● TEXT BLOCK:
================
This book comprises nine essays, selected from Roy MacLeod's work on the social history of Victorian science, and is concerned with the analysis of science as a responsibility and opportunity for 19th-century statecraft. It illuminates the origins of environmental regulation, the creation of scientific inspectorates, the reform of scientific institutions, and the association of government with the patronage and support of fundamental research. Above all, it explores several of the ways in which British scientists became 'statesmen in disguise', negotiating interests and professional goals by association with the interests of the state as 'provider' and agent of efficiency in education and in the application of research.
'…a timely and highly readable collection of papers…this handsomely bound volume is a valuable resource for science historians and anybody else interested in broader questions of science and technology policy.' Prometheus, Vol. 17, No. 1
Contents: The Alkali Acts Administration, 1863-84: the emergence of the civil scientist; Government and resource conservation: the Salmon Acts Administration, 1860-86; Science and government in Victorian England: lighthouse illumination and the Board of Trade, 1866-86; Whigs and Savants: reflections on the Reform Movement in the Royal society, 1830-48; Science and the Civil List, 1824-1914; Of medals and men: a reward system in Victorian science, 1826-1914; Science and the Treasury: principles, personalities and policies, 1870-85; The Royal Society and the government grant: notes on the administration of scientific research, 1849-1914; The support of Victorian science: the endowment of research movement in Great Britain, 1868-1900; Index.
================
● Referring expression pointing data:
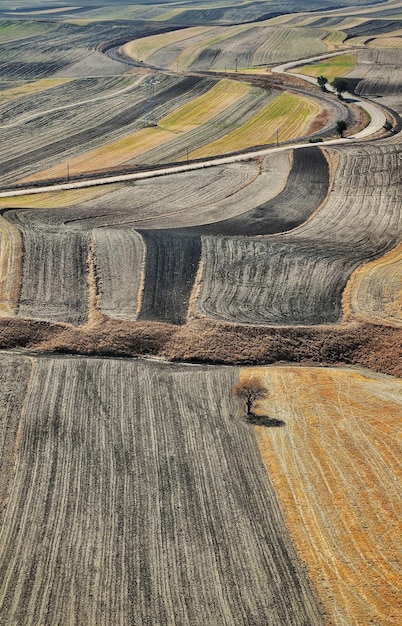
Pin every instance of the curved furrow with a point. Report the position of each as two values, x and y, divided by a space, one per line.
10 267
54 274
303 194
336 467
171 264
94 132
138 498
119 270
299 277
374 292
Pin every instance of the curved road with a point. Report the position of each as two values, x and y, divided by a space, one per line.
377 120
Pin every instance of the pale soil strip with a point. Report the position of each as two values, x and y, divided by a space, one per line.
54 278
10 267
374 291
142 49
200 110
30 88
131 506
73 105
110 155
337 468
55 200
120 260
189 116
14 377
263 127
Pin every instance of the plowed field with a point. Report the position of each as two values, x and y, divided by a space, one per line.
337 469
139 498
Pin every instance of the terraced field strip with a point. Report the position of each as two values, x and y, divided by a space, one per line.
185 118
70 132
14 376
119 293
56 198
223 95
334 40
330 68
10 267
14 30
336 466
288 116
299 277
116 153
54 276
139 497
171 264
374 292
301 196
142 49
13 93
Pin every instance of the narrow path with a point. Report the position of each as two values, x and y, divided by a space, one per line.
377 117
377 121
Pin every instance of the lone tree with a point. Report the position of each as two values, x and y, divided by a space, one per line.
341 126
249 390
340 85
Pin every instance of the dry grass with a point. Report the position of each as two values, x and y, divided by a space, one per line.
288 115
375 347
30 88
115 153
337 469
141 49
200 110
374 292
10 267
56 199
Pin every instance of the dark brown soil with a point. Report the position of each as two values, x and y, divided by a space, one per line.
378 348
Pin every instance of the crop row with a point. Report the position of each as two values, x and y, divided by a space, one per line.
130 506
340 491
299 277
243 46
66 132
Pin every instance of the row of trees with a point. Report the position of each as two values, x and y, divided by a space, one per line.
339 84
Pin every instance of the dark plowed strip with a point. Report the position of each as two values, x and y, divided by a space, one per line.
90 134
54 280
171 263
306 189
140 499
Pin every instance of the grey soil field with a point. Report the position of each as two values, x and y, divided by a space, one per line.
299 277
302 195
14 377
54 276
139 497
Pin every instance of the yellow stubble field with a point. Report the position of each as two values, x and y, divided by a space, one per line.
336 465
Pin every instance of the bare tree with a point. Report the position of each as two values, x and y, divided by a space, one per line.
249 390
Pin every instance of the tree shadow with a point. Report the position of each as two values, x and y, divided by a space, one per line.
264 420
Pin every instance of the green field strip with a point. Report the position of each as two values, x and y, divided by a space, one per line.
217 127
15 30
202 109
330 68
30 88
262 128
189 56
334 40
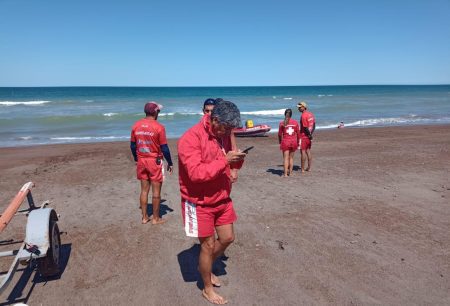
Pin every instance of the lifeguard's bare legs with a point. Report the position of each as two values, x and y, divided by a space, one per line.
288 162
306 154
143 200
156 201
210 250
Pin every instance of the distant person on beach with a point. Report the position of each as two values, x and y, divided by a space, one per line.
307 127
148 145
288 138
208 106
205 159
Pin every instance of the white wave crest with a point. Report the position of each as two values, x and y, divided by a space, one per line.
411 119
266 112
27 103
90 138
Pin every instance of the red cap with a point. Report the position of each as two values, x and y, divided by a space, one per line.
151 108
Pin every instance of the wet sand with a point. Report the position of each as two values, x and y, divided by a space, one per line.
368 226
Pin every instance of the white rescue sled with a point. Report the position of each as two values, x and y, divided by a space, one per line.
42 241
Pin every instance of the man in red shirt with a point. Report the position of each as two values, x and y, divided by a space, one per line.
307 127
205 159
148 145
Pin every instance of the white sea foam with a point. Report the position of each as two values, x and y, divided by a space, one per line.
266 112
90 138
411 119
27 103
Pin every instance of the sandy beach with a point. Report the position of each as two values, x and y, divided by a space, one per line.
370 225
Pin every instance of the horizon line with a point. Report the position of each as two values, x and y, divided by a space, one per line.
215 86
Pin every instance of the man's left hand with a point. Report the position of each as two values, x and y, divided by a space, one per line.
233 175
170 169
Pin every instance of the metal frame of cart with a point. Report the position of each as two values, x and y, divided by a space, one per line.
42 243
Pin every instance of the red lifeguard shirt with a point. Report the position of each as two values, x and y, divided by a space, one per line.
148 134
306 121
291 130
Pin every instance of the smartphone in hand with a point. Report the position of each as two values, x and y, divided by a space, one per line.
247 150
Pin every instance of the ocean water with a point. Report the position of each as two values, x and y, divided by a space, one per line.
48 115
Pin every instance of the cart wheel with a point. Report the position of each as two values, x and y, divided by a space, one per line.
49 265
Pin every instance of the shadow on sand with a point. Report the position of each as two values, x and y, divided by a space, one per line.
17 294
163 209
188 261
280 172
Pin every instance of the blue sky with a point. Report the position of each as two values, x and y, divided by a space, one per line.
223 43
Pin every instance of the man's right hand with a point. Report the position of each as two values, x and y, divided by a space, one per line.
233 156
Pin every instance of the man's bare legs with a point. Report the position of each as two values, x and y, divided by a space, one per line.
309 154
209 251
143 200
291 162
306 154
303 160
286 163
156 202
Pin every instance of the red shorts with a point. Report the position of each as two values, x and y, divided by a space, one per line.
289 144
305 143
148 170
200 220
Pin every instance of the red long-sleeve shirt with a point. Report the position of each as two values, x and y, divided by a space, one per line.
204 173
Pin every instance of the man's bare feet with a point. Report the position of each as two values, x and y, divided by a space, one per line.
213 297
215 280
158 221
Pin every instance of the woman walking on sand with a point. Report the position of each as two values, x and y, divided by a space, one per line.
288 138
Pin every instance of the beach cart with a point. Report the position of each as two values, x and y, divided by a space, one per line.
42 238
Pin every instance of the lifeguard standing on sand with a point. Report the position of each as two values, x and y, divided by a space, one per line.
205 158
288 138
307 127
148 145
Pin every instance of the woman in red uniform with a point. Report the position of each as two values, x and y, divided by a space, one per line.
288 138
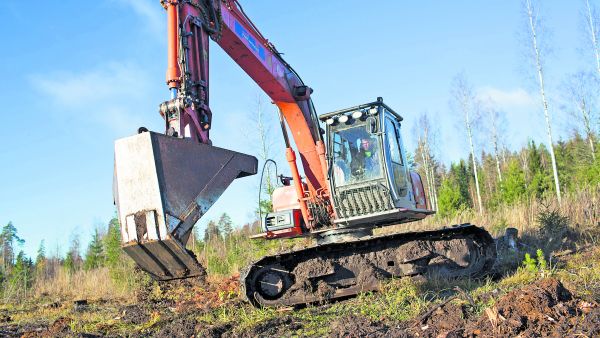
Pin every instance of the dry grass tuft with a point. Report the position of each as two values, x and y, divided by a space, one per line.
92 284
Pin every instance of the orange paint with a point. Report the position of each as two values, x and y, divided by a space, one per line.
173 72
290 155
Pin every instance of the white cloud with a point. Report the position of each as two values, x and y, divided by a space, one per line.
================
● PROBLEMS TO SOLVE:
A. Decide whether each statement agrees with the book description, answering yes or no and quoting the deciding words: (i) The book is made up of nine essays. (ii) The quoted review appeared in Volume 18 of Prometheus. (iii) The essay on the Salmon Acts Administration covers the years 1860-86.
B. Answer these questions from the book description:
(i) Whose work were the essays selected from?
(ii) What phrase is used, in quotation marks, for British scientists?
(iii) Which years does the essay on the Alkali Acts Administration cover?
C. Write a continuation of the book description starting after its final line.

● EXPECTED OUTPUTS:
A.
(i) Yes: "This book comprises nine essays"
(ii) No: "Prometheus, Vol. 17, No. 1"
(iii) Yes: "the Salmon Acts Administration, 1860-86"

B.
(i) Roy MacLeod's
(ii) 'statesmen in disguise'
(iii) 1863-84

C.
The first title in the Variorum Collected Studies series was published in 1970. Since then well over 1000 titles have appeared in the series, and it has established a well-earned international reputation for the publication of key research across a whole range of subjects within the fields of history.
The history of the medieval world remains central to the series, with Byzantine studies a particular speciality, but the range of titles extends from Hellenistic philosophy and the history of the Roman empire and early Christianity, through the Renaissance and Reformation, up to the 20th century. Islamic Studies forms another major strand as do the histories of science, technology and medicine.
Each title in the Variorum Collected Studies series brings together for the first time a selection of articles by a leading authority on a particular subject. These studies are reprinted from a vast range of learned journals, Festschrifts and conference proceedings. They make available research that is scattered, even inaccessible in all but the largest and most specialized libraries. With a new introduction and index, and often with new notes and previously unpublished material, they constitute an essential resource.